**Solicitação A**.
Responda com base na notícia sobre o inquérito no STF:
(i) Por quantos dias o ministro Celso de Mello prorrogou o inquérito?
(ii) Até que dia vai o recesso do STF?
(iii) Quem conduz a apuração na PF?

**Bloco de texto**.
════════

O ministro Celso de Mello, do Supremo Tribunal Federal (STF), prorrogou por mais 30 dias o inquérito que investiga o presidente Jair Bolsonaro por suposta interferência política na Polícia Federal. A decisão do decano do Supremo foi tomada após solicitação da PF, que apontou a necessidade de novas diligências na apuração, incluindo a oitiva do próprio Bolsonaro. O despacho foi assinado por Mello nesta quarta-feira, 1º, um dia antes de o STF entrar em recesso, que vai até o dia 31 de julho.
O pedido por mais prazo, prática comum em investigações criminais, foi direcionado ao ministro do STF no final de maio pela chefe do Serviço de Inquéritos da Diretoria de Investigação e Combate ao Crime Organizado da PF, Christiane Correa Machado, que conduz a apuração.

════════

(Registros salvos)

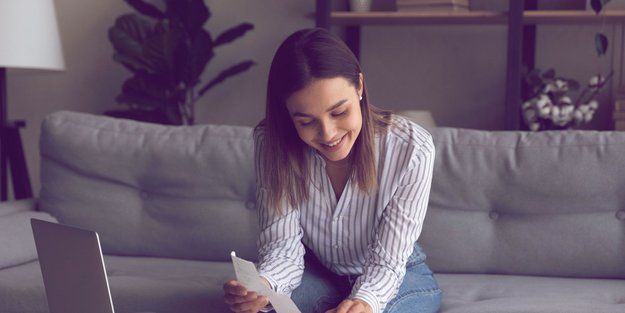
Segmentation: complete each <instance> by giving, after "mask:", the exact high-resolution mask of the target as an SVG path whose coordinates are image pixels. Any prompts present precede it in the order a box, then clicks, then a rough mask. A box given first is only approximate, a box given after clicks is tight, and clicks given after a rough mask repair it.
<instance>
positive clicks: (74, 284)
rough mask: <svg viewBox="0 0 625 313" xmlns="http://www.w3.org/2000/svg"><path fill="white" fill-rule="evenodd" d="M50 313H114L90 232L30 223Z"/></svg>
mask: <svg viewBox="0 0 625 313" xmlns="http://www.w3.org/2000/svg"><path fill="white" fill-rule="evenodd" d="M31 225H32V229H33V235H34V238H35V244H36V246H37V254H38V256H39V264H40V266H41V273H42V275H43V282H44V286H45V289H46V297H47V299H48V307H49V310H50V313H85V312H93V313H114V310H113V302H112V299H111V292H110V289H109V285H108V280H107V277H106V270H105V267H104V260H103V257H102V249H101V248H100V239H99V237H98V234H97V233H96V232H94V231H89V230H84V229H80V228H76V227H71V226H67V225H62V224H55V223H50V222H47V221H42V220H37V219H31Z"/></svg>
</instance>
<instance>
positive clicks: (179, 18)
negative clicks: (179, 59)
mask: <svg viewBox="0 0 625 313" xmlns="http://www.w3.org/2000/svg"><path fill="white" fill-rule="evenodd" d="M166 6H167V9H166V15H167V17H168V18H170V19H175V20H179V21H181V22H182V23H183V24H184V27H185V29H186V30H187V32H188V33H189V34H191V35H194V34H195V33H196V32H198V31H200V30H201V29H202V27H203V25H204V23H206V21H208V19H209V18H210V15H211V13H210V10H209V9H208V7H207V6H206V4H204V1H203V0H167V2H166Z"/></svg>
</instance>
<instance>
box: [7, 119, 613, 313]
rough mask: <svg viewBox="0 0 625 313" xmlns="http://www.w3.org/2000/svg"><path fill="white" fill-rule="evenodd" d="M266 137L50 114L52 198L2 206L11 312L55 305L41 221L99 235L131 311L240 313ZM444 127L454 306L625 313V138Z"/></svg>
mask: <svg viewBox="0 0 625 313" xmlns="http://www.w3.org/2000/svg"><path fill="white" fill-rule="evenodd" d="M251 131H252V130H251V128H248V127H235V126H216V125H201V126H192V127H166V126H161V125H153V124H143V123H137V122H133V121H126V120H117V119H111V118H107V117H101V116H94V115H88V114H81V113H72V112H57V113H54V114H52V115H50V116H49V117H47V118H46V120H45V121H44V122H43V127H42V134H41V142H40V147H41V155H42V162H41V184H42V189H41V192H40V196H39V199H38V200H37V201H34V200H28V201H17V202H6V203H1V204H0V235H1V236H0V268H1V269H0V312H3V313H44V312H47V309H46V300H45V293H44V288H43V282H42V279H41V273H40V271H39V264H38V263H37V261H36V253H35V247H34V243H33V241H32V236H31V234H30V226H29V223H28V220H29V219H30V218H31V217H37V218H43V219H48V220H58V221H60V222H63V223H67V224H72V225H77V226H80V227H83V228H89V229H93V230H96V231H98V233H99V234H100V237H101V241H102V248H103V251H104V253H105V263H106V266H107V272H108V275H109V278H110V285H111V291H112V297H113V302H114V305H115V308H116V312H118V313H124V312H139V311H152V312H158V313H161V312H162V313H166V312H172V313H173V312H176V313H181V312H228V310H227V308H226V307H225V306H224V305H223V304H222V300H221V296H222V291H221V285H222V283H223V282H224V281H226V280H227V279H229V278H231V277H233V271H232V268H231V265H230V263H229V253H230V251H231V250H235V251H237V254H238V255H240V256H243V257H246V258H249V259H255V255H256V252H255V237H256V234H257V233H258V227H257V225H256V216H255V203H254V193H255V191H254V176H253V168H252V167H253V162H252V157H253V156H252V150H253V142H252V139H251ZM431 133H432V135H433V137H434V142H435V145H436V149H437V158H436V163H435V169H434V179H433V186H432V192H431V199H430V207H429V211H428V215H427V217H426V220H425V226H424V229H423V233H422V236H421V238H420V242H421V244H422V245H423V247H424V249H425V252H426V253H427V254H428V263H429V264H430V266H431V267H432V269H433V270H434V271H435V273H436V277H437V278H438V280H439V282H440V285H441V287H442V289H443V292H444V295H443V298H444V300H443V306H442V309H441V312H445V313H452V312H453V313H473V312H475V313H478V312H479V313H513V312H518V313H533V312H536V313H538V312H541V313H543V312H549V313H555V312H563V313H582V312H583V313H587V312H593V313H617V312H625V279H624V278H625V192H623V191H624V190H625V133H622V132H591V131H586V132H584V131H571V132H543V133H525V132H486V131H476V130H463V129H451V128H437V129H432V130H431Z"/></svg>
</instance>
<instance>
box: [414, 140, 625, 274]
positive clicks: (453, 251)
mask: <svg viewBox="0 0 625 313" xmlns="http://www.w3.org/2000/svg"><path fill="white" fill-rule="evenodd" d="M430 131H431V133H432V137H433V139H434V145H435V146H436V161H435V164H434V177H433V180H432V191H431V194H430V202H429V207H428V212H427V216H426V218H425V224H424V226H423V233H422V235H421V238H420V239H419V240H420V242H421V244H422V246H423V248H424V250H425V252H426V254H427V255H428V264H429V265H430V266H431V268H432V269H433V270H434V271H435V272H445V273H473V274H481V273H489V274H506V275H535V276H562V277H585V278H625V266H624V265H625V244H623V243H625V192H623V190H625V166H624V164H625V132H598V131H582V130H578V131H552V132H539V133H531V132H512V131H508V132H489V131H480V130H468V129H452V128H438V129H432V130H430Z"/></svg>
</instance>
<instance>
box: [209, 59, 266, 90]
mask: <svg viewBox="0 0 625 313" xmlns="http://www.w3.org/2000/svg"><path fill="white" fill-rule="evenodd" d="M255 64H256V63H254V61H251V60H247V61H243V62H241V63H239V64H236V65H233V66H231V67H229V68H228V69H225V70H223V71H222V72H221V73H219V75H217V77H215V78H213V80H211V81H210V82H208V84H206V85H204V87H202V89H200V91H199V92H198V95H199V96H202V95H203V94H204V93H205V92H207V91H208V90H209V89H211V88H213V87H214V86H215V85H217V84H219V83H221V82H223V81H224V80H226V79H227V78H228V77H231V76H234V75H237V74H239V73H242V72H245V71H247V70H249V69H250V67H252V66H253V65H255Z"/></svg>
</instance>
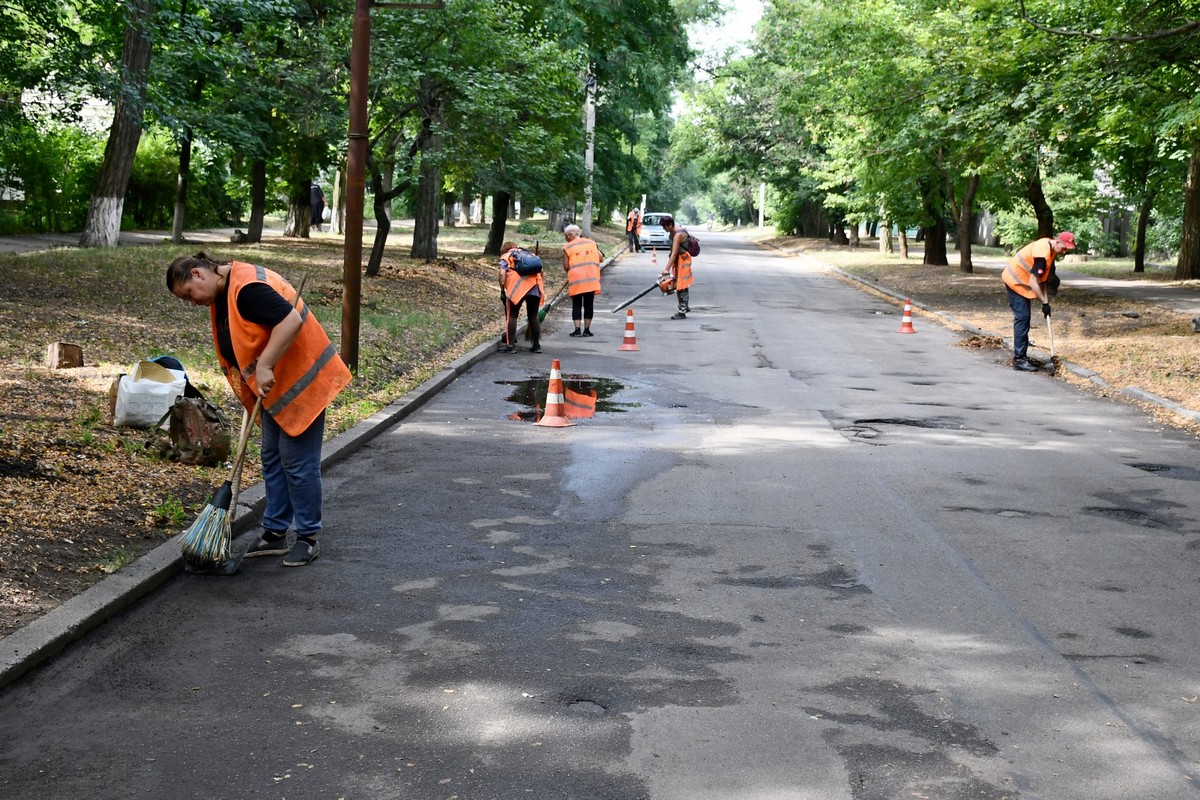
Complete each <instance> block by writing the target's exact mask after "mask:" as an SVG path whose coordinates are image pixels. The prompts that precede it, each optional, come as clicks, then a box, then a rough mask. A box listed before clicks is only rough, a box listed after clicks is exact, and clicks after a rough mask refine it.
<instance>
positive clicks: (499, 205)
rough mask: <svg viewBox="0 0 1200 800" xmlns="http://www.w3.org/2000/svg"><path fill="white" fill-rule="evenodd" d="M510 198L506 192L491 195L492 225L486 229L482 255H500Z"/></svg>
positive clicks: (509, 195) (507, 215)
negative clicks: (491, 201) (486, 241)
mask: <svg viewBox="0 0 1200 800" xmlns="http://www.w3.org/2000/svg"><path fill="white" fill-rule="evenodd" d="M511 197H512V196H511V194H509V193H508V192H496V193H494V194H492V224H491V227H490V228H488V229H487V245H486V246H485V247H484V255H499V254H500V245H503V243H504V228H505V225H506V224H508V222H509V199H510V198H511Z"/></svg>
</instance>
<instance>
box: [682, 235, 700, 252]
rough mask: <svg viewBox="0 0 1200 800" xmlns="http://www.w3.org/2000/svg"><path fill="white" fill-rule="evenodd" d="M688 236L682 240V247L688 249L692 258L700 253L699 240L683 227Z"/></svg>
mask: <svg viewBox="0 0 1200 800" xmlns="http://www.w3.org/2000/svg"><path fill="white" fill-rule="evenodd" d="M683 231H684V233H685V234H688V237H686V239H685V240H684V241H683V248H684V249H685V251H688V254H689V255H691V257H692V258H696V257H697V255H700V240H698V239H696V237H695V236H692V235H691V231H689V230H688V229H686V228H684V229H683Z"/></svg>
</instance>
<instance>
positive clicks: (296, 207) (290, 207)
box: [283, 178, 312, 239]
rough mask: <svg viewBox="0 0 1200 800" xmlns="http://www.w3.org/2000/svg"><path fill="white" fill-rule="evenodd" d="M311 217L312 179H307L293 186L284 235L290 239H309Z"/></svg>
mask: <svg viewBox="0 0 1200 800" xmlns="http://www.w3.org/2000/svg"><path fill="white" fill-rule="evenodd" d="M310 216H312V179H308V178H306V179H304V180H301V181H296V182H295V184H293V185H292V192H290V194H288V217H287V219H286V221H284V223H283V235H284V236H286V237H289V239H293V237H294V239H307V237H308V217H310Z"/></svg>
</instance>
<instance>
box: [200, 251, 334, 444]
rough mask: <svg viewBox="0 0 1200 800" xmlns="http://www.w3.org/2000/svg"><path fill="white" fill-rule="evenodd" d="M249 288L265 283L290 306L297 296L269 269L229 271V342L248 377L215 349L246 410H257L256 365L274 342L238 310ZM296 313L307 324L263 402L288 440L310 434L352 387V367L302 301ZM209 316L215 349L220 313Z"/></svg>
mask: <svg viewBox="0 0 1200 800" xmlns="http://www.w3.org/2000/svg"><path fill="white" fill-rule="evenodd" d="M250 283H266V284H268V285H270V287H271V288H272V289H275V290H276V291H278V293H280V295H282V296H283V299H284V300H287V301H288V302H292V300H293V299H294V297H295V294H296V290H295V289H294V288H293V287H292V284H290V283H288V282H287V281H284V279H283V277H282V276H281V275H278V273H276V272H272V271H271V270H268V269H266V267H263V266H257V265H254V264H246V263H244V261H233V265H232V266H230V269H229V276H228V278H227V283H226V287H227V288H226V297H227V302H228V303H229V338H230V339H232V341H233V351H234V355H235V356H236V357H238V363H239V365H245V366H244V369H245V371H246V373H248V374H244V373H242V372H239V371H238V367H236V366H235V365H233V363H229V362H228V361H226V360H224V357H223V356H222V355H221V349H220V348H217V360H218V361H220V362H221V367H222V368H223V369H224V373H226V380H228V381H229V386H230V389H233V392H234V395H236V396H238V399H240V401H241V404H242V405H245V407H246V409H247V410H251V409H253V408H254V402H256V401H257V399H258V396H257V395H256V393H254V368H253V365H254V362H256V361H257V360H258V356H259V355H262V353H263V350H264V349H265V348H266V343H268V341H269V339H270V338H271V329H270V327H266V326H265V325H258V324H256V323H250V321H247V320H246V319H244V318H242V315H241V314H240V313H239V311H238V295H239V294H240V293H241V290H242V288H244V287H246V285H247V284H250ZM296 311H298V312H299V313H300V319H301V320H304V324H302V325H301V327H300V332H299V333H296V338H295V341H294V342H292V345H290V347H289V348H288V349H287V350H286V351H284V353H283V355H282V356H280V361H278V363H276V365H275V386H274V387H272V389H271V391H270V392H268V395H266V397H265V398H264V399H263V411H264V413H266V414H270V415H271V417H272V419H274V420H275V421H276V422H278V423H280V427H281V428H283V431H284V432H286V433H287V434H288V435H290V437H298V435H300V434H301V433H304V432H305V431H307V429H308V426H310V425H312V422H313V420H316V419H317V417H318V416H319V415H320V413H322V411H324V410H325V408H326V407H328V405H329V404H330V402H332V399H334V398H335V397H336V396H337V392H340V391H341V390H342V387H343V386H346V385H347V384H349V383H350V371H349V368H347V366H346V363H344V362H342V359H341V356H338V355H337V349H336V348H335V347H334V344H332V342H330V341H329V337H328V336H326V335H325V329H323V327H322V326H320V323H319V321H317V318H316V317H313V314H312V312H311V311H310V309H308V306H307V305H306V303H305V302H304V300H302V299H301V300H300V301H299V302H298V303H296ZM210 313H211V315H212V342H214V344H216V342H217V314H216V308H212V309H210Z"/></svg>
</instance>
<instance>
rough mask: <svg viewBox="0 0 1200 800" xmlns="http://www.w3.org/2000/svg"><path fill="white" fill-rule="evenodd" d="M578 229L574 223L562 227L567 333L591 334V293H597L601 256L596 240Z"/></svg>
mask: <svg viewBox="0 0 1200 800" xmlns="http://www.w3.org/2000/svg"><path fill="white" fill-rule="evenodd" d="M582 233H583V231H582V230H581V229H580V227H578V225H566V230H564V231H563V234H564V235H565V236H566V245H564V246H563V271H564V272H566V294H568V295H569V296H570V297H571V321H572V323H575V331H574V332H571V333H570V336H593V333H592V314H593V308H594V303H595V296H596V295H598V294H600V261H601V260H604V257H602V255H601V254H600V248H599V247H596V243H595V242H594V241H592V240H590V239H587V237H584V236H583V235H582ZM581 323H582V324H583V329H582V330H580V324H581Z"/></svg>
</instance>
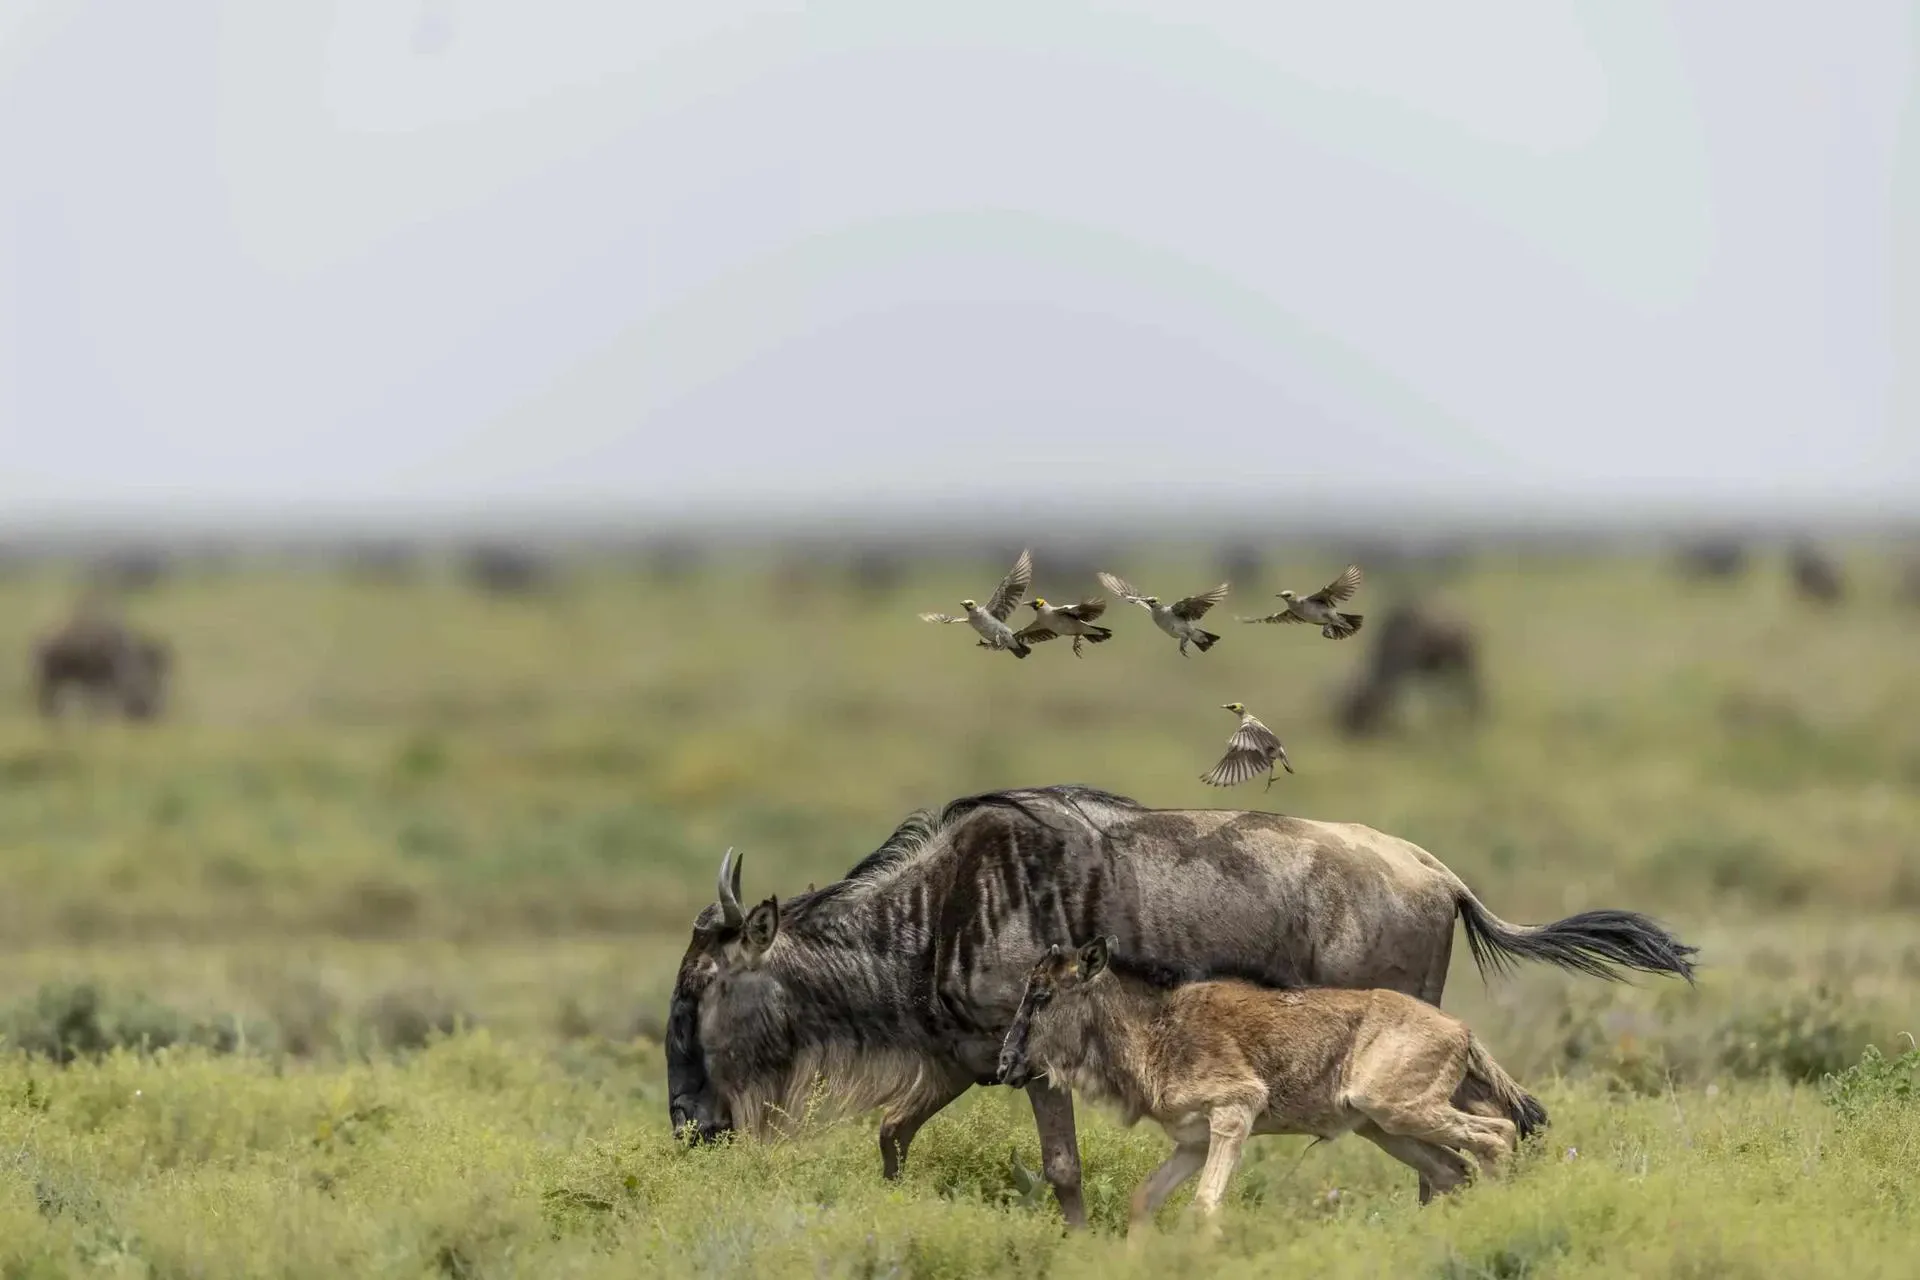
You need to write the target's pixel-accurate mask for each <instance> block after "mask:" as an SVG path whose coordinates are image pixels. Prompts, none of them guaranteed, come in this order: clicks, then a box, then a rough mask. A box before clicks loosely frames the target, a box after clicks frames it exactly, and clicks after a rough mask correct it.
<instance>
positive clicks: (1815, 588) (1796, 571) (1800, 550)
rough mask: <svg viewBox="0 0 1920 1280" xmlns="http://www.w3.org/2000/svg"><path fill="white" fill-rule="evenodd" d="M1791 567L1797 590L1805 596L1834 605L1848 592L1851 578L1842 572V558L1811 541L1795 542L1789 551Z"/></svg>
mask: <svg viewBox="0 0 1920 1280" xmlns="http://www.w3.org/2000/svg"><path fill="white" fill-rule="evenodd" d="M1788 570H1789V572H1791V574H1793V589H1795V591H1799V593H1801V597H1803V599H1809V601H1814V603H1818V604H1834V603H1837V601H1839V599H1841V597H1843V595H1845V593H1847V580H1845V576H1843V574H1841V572H1839V560H1836V558H1832V557H1830V555H1826V553H1824V551H1820V549H1818V547H1814V545H1812V543H1809V541H1799V543H1793V549H1791V551H1789V553H1788Z"/></svg>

════════

**Solicitação B**.
Filtre os registros e copie toda linha em que aparece a palavra "precede".

**Resposta escrita A**.
(i) Por mais 30 dias.
(ii) Até o dia 31 de julho.
(iii) Christiane Correa Machado, chefe do Serviço de Inquéritos da Diretoria de Investigação e Combate ao Crime Organizado da PF.

**Resposta escrita B**.
Segmentation: complete each <instance> by giving, after "mask:", the exact high-resolution mask of the target as an SVG path whose coordinates are image pixels. Any prompts present precede it in the order a box, then clicks, then a rough mask. A box given first is only approximate, a box given after clicks is tight, and clicks given after a rough mask repair it.
Complete each <instance> block by writing the target's exact mask after "mask:" as an SVG path whose coordinates are image pixels. The prompts that precede it, each optional, come as clicks, then a box, then a rough mask. A box listed before clicks is only rough, a box listed after clicks is exact, and clicks after a rough mask refine it.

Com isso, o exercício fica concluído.